• **What this task involves**: Pick up the literary criticism excerpt below where it stops and keep writing it.

As Ishmael admits in Moby Dick, "If I shall ever deserve any real repute in that small but high hushed world...if, at my death, my executors, or more properly my creditors, find any precious manuscript in my desk, then here I prospectively ascribe all the honour and the glory to whaling; for a whale ship was my Yale College and my Harvard." So in the literary criticism below I have to acknowledge the universities - those whale ships carrying the young writer through his most turbulent years - at which I have been educated, and their English courses and teachers from which most of these essays emerged.

Science as Writing, Writing as Science: Addressing the Boundaries of Literary Criticism and Fiction

This essay considers the values and limitations of reading scientific texts as literary narratives, and the importance of fictional writing in relation to real-world science. By using literary theory to interpret both varities of text, it evidences that literary criticism's powerful flexibility derives precisely from its not being bound to operate within the rigorous methodologies of scientific practice. Thus it reinforces Sokal's argument against scientistic, post-modern forms of theory. (First Published Online: December 10, 2006)

"What difference does difference make?" (Nancy Miller): The Creative Deconstructions of Jean Rhys and Aimé Césaire

In a linguistic dualism paralleling those of ideological structures it often seeks to expose, critical language can seem rational and authoritative and understandable only by those trained in its idioms (even as it denies the possibility of definitive interpretations), whilst creative writing remains emotional, subjective but accessible to the intellectually-impoverished general reader. The poststructuralist critical work risks othering the creative text the binary oppositions within which it studies and complicates. A critical approach which makes a more humane kind of analysis is that adopted by creative works like Jean Rhys's Wide Sargasso Sea and Aimé Césaire's A Tempest which, somewhat like deconstructive critics, carry out "a careful teasing out of warring forces of signification within the texts" but assert their findings using similar creative styles as the canonical works - respectively Jane Eyre and The Tempest - they criticise. (First Published Online: March 26, 2005)

• **Source material**:
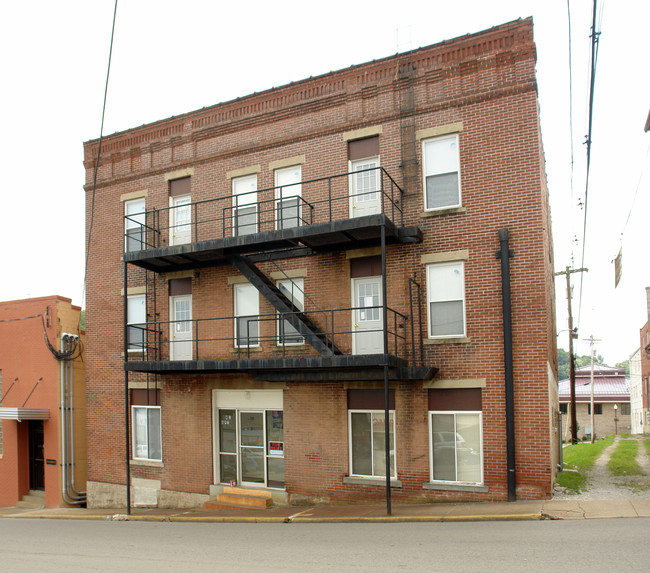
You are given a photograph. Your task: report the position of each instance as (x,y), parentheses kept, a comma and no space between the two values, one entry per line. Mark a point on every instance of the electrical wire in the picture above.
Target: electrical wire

• **Response**:
Discerning Eyes: Modernism, Morality and Blindess: Some Readings

Through readings of short stories by Hardy, Wells, Woolf and Lawrence, this essay briefly considers the way in which some modernist writers have explored the ideologies of culture and language through presenting alternative ways of seeing (sometimes paradoxically enabled by blindness). (First Published Online: November 15, 2006)

Online Text Databases and the Literary Canon

Although academic text archives make a wide range of texts readily available to scholars, and they can an disguise the categorical markers found in their physical counterparts, eliminating many of the paratextual features which position a work within a particular tradition of authorship and readership and enabling the new reader to approach with fewer preconceptions. However, because of the audience for whom the databases are compiled, electronic texts are still also anteriorly positioned within canonical traditions and, broadly, they reflect rather than affect existing literary-critical prejudices. (First Published Online: March 9, 2005)

Relativity and the Social Good: Jekyll and Hyde, The Voyage Out and Memoirs of a Survivor.

The influence of scientific concepts of relativity on three novels is explored. In their own ways, these Victorian, modernist and postmodernist texts assert the value of entering into the literary experience as a way of temporarily escaping the ethical problems caused by the juxtaposition of relative, subjective perspectives of different individuals in the "real" world. (First Published Online: March 9, 2005)

The Language of Time in The Secret Agent

In The Secret Agent, Conrad shows how language has a necessary capacity to manipulate time as an empirical force, making the events of several months seem to take place in a few hours reading or performance time. Conrad combines this experience of the temporal performance of fiction with the events of 1884 and the Greenwich bomb plot of February 1894, showing that language is charged in connection with time as a conceptual entity, one which, as a concept rather than an empirical property, is subject to symbolic manipulation for political effect. (First Published Online: January 14, 2005)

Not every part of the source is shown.